_Set tasks_.
1/ In the numpy variance thread, what error did calling np.var with the where argument produce?
2/ Echo verbatim the passage of the numpy variance thread that opens with the words containing "np.var(x, axis=0, where=mask)" and closes with "np.nanvar(x, axis=0)".

_Excerpt provided_.
Overflow encountered in multiply in np.var while np.nanvar works just fine-CodePudding

Suppose I have two 2D numpy arrays: x of type float64 and mask of type bool. I want to find variation of every column in x only taking into account numbers defined by mask. Here's what I did:

np.var(x, axis=0, where=mask)

Unfortunately, it produced error:

FloatingPointError: overflow encountered in multiply

So I came up with this code:

x[~mask] = np.nan
np.nanvar(x, axis=0)

which works fine. However I'd like to avoid this approach as it requires me to do unnecessary assignment of nans which is a waste of time. I'd also like to avoid explicitly specifying dtype like this

np.var(x, axis=0, where=mask, dtype=np.float128)

since I consider the overflow error to be result of my poor code and np.float64 should be more than enough for my task. So please help me understand why seemingly equivalent first and second snippets yield such different results.

EDIT: Important thing to note here is that I work in Jupyter notebook and that error seems to be reproducible only after kernel restart. Simply running the cell twice fixes it for some reason.

CodePudding user response：

There is an intermediate calculation in numpy.var that operates on all the input values, even those where where is False. This can result in spurious warnings from numpy.var. See the numpy issue that I created about this.

Your nan-based work-around is fine. It might also be sufficient to use x[~mask] = 0 and then use numpy.var as you already are.

CodePudding user response：

You can shift your data to avoid an overflow without shifting the variance:

np.var(x - np.max(x), axis=0, where=mask)

_Supplied material_.
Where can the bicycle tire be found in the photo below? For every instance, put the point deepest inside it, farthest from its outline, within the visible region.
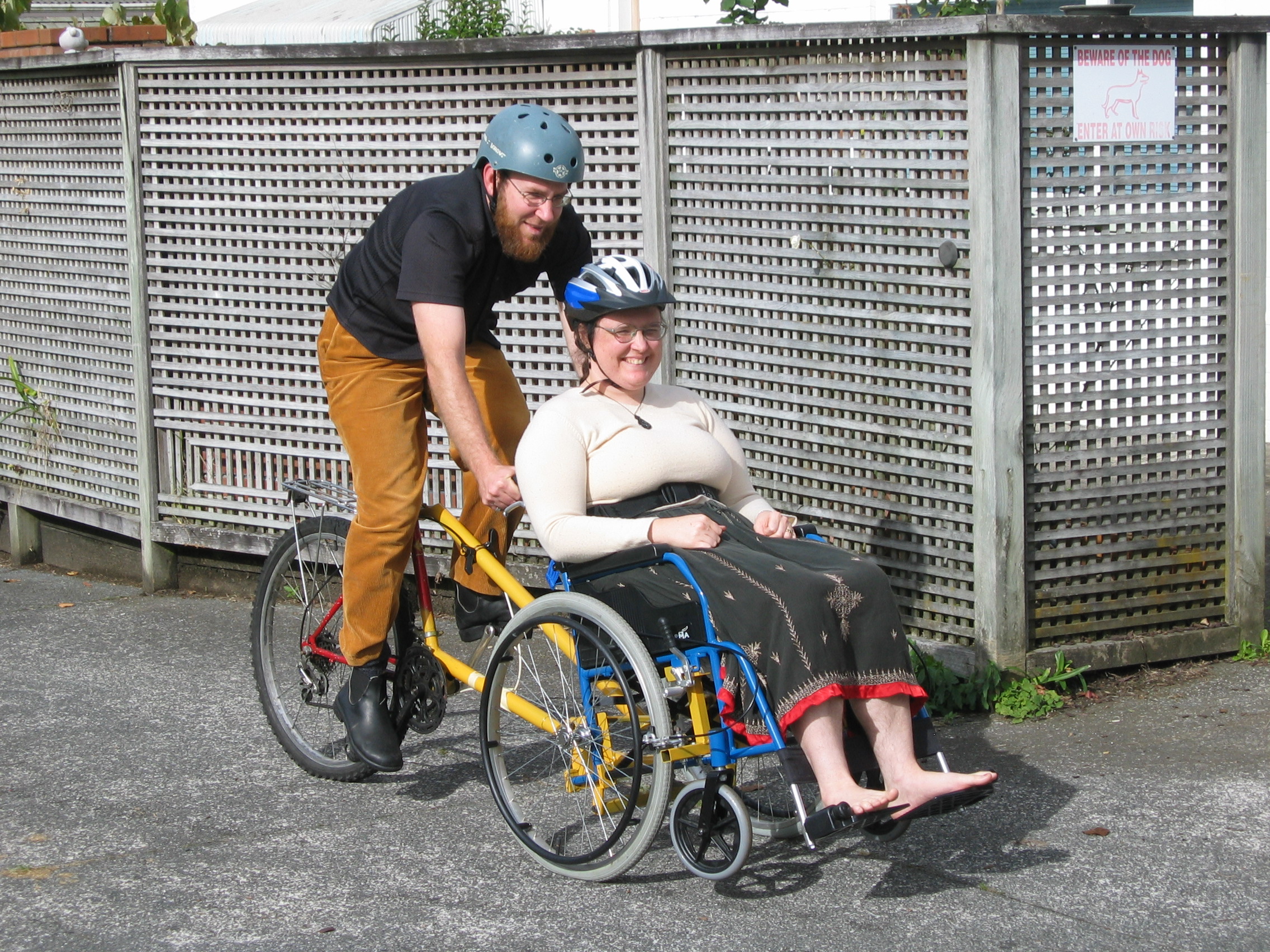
==
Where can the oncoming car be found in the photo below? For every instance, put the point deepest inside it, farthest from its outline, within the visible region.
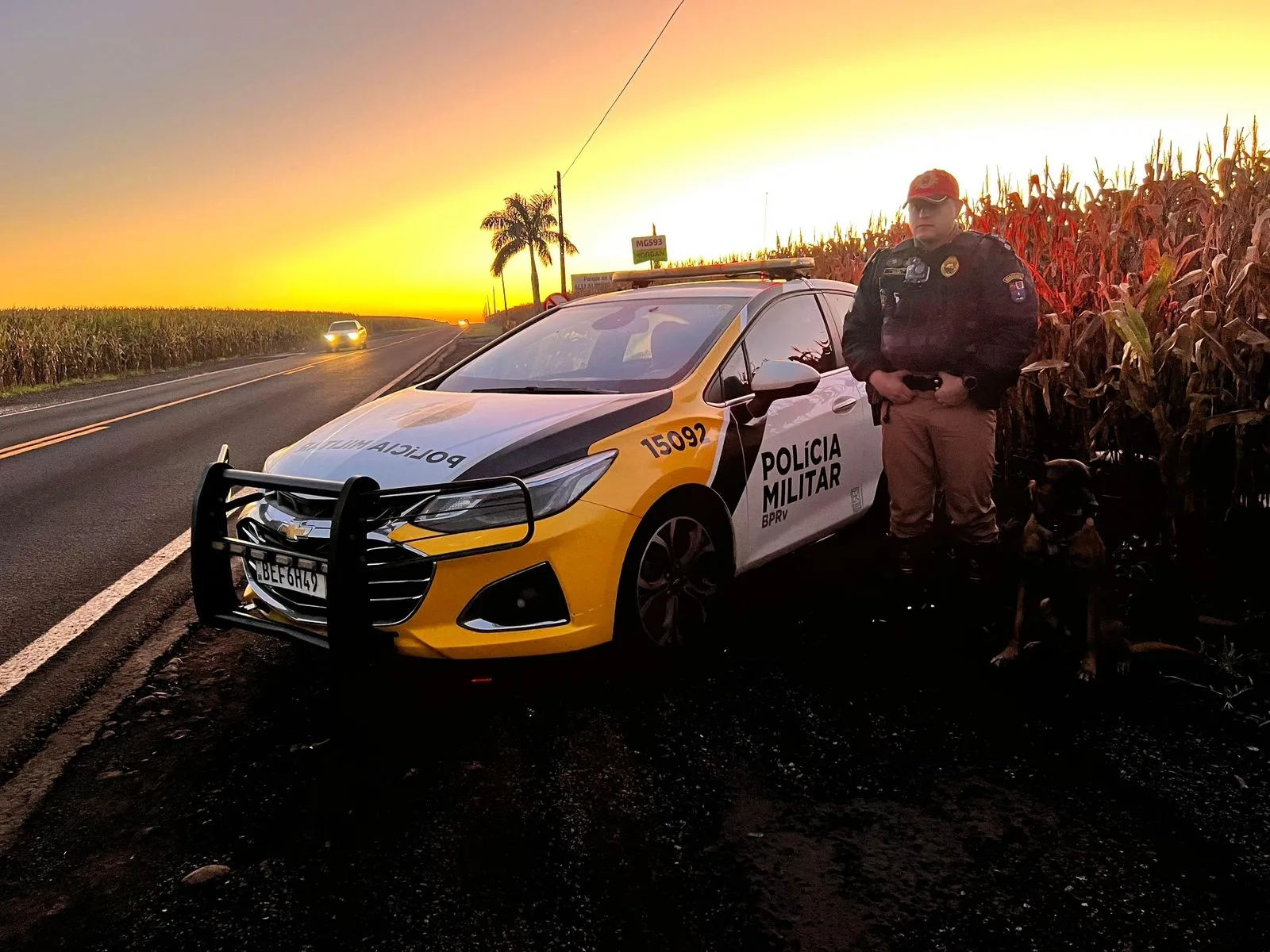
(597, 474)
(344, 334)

_Answers for the tasks_.
1/ FloatingPointError: overflow encountered in multiply

2/
np.var(x, axis=0, where=mask)

Unfortunately, it produced error:

FloatingPointError: overflow encountered in multiply

So I came up with this code:

x[~mask] = np.nan
np.nanvar(x, axis=0)